→ **THE PROBLEM**
Extract the complete listing and repeat it word for word.

→ **EXERCISE INPUTS**

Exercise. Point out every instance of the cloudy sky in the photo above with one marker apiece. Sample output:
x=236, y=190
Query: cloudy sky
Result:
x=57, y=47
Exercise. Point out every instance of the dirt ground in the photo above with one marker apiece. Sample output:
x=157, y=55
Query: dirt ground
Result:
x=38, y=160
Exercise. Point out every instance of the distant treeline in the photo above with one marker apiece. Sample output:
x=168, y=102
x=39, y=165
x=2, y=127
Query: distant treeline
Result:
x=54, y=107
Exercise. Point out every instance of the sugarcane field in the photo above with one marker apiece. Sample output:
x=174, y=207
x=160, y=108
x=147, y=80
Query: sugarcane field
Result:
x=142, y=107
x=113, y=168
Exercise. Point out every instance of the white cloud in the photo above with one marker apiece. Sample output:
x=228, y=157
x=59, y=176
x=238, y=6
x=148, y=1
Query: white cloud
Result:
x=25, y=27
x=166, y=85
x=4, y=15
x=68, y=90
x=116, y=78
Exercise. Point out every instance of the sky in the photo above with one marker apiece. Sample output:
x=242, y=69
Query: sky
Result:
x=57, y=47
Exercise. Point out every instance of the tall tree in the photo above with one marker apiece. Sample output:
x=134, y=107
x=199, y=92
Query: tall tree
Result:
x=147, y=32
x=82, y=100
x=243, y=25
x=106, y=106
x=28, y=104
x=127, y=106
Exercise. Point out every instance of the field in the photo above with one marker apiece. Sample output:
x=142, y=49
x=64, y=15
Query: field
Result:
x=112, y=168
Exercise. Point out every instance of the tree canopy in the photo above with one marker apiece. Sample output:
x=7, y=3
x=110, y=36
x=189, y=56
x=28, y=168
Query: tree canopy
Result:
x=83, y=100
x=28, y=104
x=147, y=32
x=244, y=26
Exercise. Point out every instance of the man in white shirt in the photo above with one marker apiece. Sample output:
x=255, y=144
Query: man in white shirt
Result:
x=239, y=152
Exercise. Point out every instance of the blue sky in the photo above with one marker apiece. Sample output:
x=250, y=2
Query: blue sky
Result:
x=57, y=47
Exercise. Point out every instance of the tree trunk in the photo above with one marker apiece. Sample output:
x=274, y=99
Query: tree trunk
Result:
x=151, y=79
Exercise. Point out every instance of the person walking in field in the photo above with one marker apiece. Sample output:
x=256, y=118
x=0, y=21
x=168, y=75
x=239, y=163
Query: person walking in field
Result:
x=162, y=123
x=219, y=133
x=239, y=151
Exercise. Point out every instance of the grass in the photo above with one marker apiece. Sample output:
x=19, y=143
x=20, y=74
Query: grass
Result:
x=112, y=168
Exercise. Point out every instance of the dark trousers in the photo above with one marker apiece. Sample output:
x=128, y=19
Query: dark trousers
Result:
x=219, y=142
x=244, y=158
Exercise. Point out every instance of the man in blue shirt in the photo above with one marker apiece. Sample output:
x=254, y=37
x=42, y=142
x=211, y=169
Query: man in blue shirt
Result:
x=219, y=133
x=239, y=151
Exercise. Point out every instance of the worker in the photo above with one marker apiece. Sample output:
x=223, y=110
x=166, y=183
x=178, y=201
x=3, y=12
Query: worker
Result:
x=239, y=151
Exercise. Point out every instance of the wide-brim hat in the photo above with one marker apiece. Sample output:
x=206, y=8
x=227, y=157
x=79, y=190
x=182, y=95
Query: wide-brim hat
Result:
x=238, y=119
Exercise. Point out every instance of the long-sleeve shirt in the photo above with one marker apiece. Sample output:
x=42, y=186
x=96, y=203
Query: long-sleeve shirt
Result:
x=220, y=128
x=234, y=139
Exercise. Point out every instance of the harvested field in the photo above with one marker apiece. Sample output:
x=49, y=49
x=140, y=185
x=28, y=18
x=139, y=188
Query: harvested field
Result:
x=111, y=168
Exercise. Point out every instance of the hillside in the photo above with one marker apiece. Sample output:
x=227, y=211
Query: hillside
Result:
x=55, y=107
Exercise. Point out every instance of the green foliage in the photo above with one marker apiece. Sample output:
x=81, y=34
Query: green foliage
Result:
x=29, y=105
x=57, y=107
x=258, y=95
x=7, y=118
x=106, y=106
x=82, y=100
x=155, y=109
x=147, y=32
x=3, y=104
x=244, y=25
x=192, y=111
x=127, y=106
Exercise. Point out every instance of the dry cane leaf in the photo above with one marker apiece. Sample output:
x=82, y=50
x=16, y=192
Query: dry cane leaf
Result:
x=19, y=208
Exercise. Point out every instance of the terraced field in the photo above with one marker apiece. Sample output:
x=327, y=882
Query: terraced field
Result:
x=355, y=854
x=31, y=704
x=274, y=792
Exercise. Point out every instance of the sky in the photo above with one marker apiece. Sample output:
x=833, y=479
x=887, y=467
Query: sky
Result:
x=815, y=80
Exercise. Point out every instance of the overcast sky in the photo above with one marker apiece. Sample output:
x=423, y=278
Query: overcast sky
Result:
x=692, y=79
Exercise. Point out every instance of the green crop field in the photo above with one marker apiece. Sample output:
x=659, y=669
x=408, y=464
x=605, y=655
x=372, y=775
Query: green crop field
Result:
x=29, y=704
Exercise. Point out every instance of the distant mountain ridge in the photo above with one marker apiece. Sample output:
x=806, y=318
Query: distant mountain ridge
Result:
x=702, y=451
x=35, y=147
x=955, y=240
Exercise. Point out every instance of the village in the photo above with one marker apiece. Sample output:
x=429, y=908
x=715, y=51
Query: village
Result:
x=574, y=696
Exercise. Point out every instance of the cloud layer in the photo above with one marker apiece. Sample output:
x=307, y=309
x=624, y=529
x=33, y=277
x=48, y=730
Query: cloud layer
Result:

→ **ANSWER TO THE PROBLEM**
Exercise. Point out every instance of the cloudy sky in the photo above with one marker apiece. Sample output:
x=236, y=190
Query: cloudy sky
Result:
x=57, y=47
Exercise. Point out every instance of the dirt ground in the photo above with one marker apiece. Sample output:
x=157, y=55
Query: dirt ground
Result:
x=38, y=160
Exercise. Point out every instance of the distant treeline in the photo above with one marker apiece. Sample output:
x=168, y=102
x=39, y=165
x=2, y=127
Query: distant treeline
Result:
x=54, y=107
Exercise. Point out every instance of the sugarcane field in the photo above with one marker apiece. Sample output:
x=174, y=207
x=160, y=108
x=147, y=80
Query: sugarcane field
Result:
x=142, y=107
x=113, y=168
Exercise. Point out every instance of the white cloud in the photo above with one marker apiece. Sample output:
x=228, y=157
x=59, y=176
x=238, y=6
x=148, y=1
Query: white cloud
Result:
x=25, y=27
x=166, y=85
x=4, y=15
x=68, y=90
x=116, y=78
Exercise. Point out every instance of the sky in the photo above with one marker apiece. Sample output:
x=242, y=69
Query: sky
Result:
x=57, y=47
Exercise. Point out every instance of the tall tree in the photo above with one marker apiece. Sample output:
x=134, y=107
x=199, y=92
Query: tall tree
Result:
x=147, y=32
x=82, y=100
x=243, y=25
x=106, y=106
x=28, y=104
x=127, y=106
Exercise. Point out every instance of the field in the photo above with one marker apiece. Sample output:
x=142, y=49
x=64, y=15
Query: field
Result:
x=112, y=168
Exercise. Point out every instance of the tree canopy in the photo above with one marker apiece. Sample output:
x=7, y=3
x=110, y=36
x=189, y=56
x=28, y=168
Query: tree canopy
Result:
x=83, y=100
x=28, y=104
x=147, y=32
x=244, y=26
Exercise. Point out every instance of the man in white shirt in the photo above with one marker apiece. Sample output:
x=255, y=144
Query: man in white shirt
Result:
x=239, y=152
Exercise. Point out every instance of the blue sky in the photo above with one marker apiece. Sample output:
x=250, y=2
Query: blue sky
Result:
x=57, y=47
Exercise. Point out every instance of the tree trunk in the photo above with one marker apiece. Sample output:
x=274, y=99
Query: tree trunk
Result:
x=151, y=79
Exercise. Point out every instance of the person walking in field in the photo above with one marker apiece. Sample output:
x=256, y=118
x=0, y=21
x=168, y=75
x=239, y=163
Query: person walking in field
Result:
x=162, y=123
x=219, y=133
x=239, y=151
Exercise. Point out every instance of the grass in the photo above with one marker apiece. Sample output:
x=19, y=143
x=20, y=74
Query: grass
Result:
x=112, y=168
Exercise. Point out every instance of the dark trousers in the photo above with one marker apiece. Sample output:
x=128, y=19
Query: dark trousers
Result:
x=219, y=142
x=244, y=158
Exercise. Point out every instance of the man in blue shirt in the photo above with one marker apiece. Sample output:
x=254, y=37
x=42, y=142
x=211, y=169
Query: man in blue shirt
Result:
x=219, y=133
x=239, y=151
Exercise. Point out every instance of the worker in the photo above with one marker apiece. Sample output:
x=223, y=110
x=166, y=183
x=178, y=201
x=3, y=12
Query: worker
Result:
x=239, y=151
Exercise. Point out every instance of the wide-brim hat in the photo above with one marker apiece. Sample output:
x=206, y=8
x=227, y=157
x=79, y=190
x=182, y=95
Query: wide-brim hat
Result:
x=238, y=119
Exercise. Point out every instance of the long-sleeve shirt in the photo above with one marker apiece. Sample output:
x=42, y=186
x=96, y=203
Query: long-sleeve shirt
Result:
x=220, y=128
x=234, y=139
Exercise. Point out every instance of the harvested field in the photo above with one marker apiece. Sample output:
x=49, y=49
x=140, y=185
x=28, y=18
x=139, y=188
Query: harvested field
Result:
x=111, y=168
Exercise. Point out every instance of the hillside in the photo above with one marker apiece. Sample output:
x=227, y=211
Query: hillside
Result:
x=55, y=107
Exercise. Point out every instance of the green foliage in the photo above with one marker apiece. Sample output:
x=81, y=34
Query: green foliage
Result:
x=29, y=105
x=57, y=107
x=258, y=95
x=7, y=118
x=106, y=106
x=82, y=100
x=155, y=109
x=147, y=32
x=3, y=104
x=244, y=25
x=192, y=111
x=127, y=106
Exercise. Point out every instance of the dry cane leaf in the photo above with one marker apiece. Sample output:
x=82, y=50
x=16, y=192
Query: dry cane leaf
Result:
x=19, y=208
Exercise. Point out every instance of the terraced field in the photo above with one marker apiece. Sample output:
x=327, y=882
Query: terraced field
Result:
x=355, y=854
x=31, y=704
x=274, y=792
Exercise. Point out every instance of the sky in the photo above with one marker apiece. Sample output:
x=833, y=479
x=887, y=467
Query: sky
Result:
x=815, y=80
Exercise. Point out every instance of the overcast sky in the photo above with one marker apiece. Sample output:
x=423, y=278
Query: overcast sky
Result:
x=692, y=79
Exercise. Point out every instance of the green crop field in the photo above with one marker apiece. Sample output:
x=659, y=669
x=408, y=464
x=605, y=655
x=372, y=775
Query: green crop field
Result:
x=29, y=704
Exercise. Point out every instance of the distant mountain ridge in the photo above with one marker apiece. Sample output:
x=806, y=318
Query: distant mountain ridge
Result:
x=702, y=451
x=35, y=147
x=955, y=240
Exercise. Point out every instance of the village in the photo above with one marker apiece. Sample output:
x=429, y=908
x=715, y=51
Query: village
Result:
x=574, y=696
Exercise. Point out every instance of the cloud layer in the photo above with one marker apiece. Sample output:
x=307, y=309
x=624, y=529
x=33, y=277
x=48, y=730
Query: cloud layer
Result:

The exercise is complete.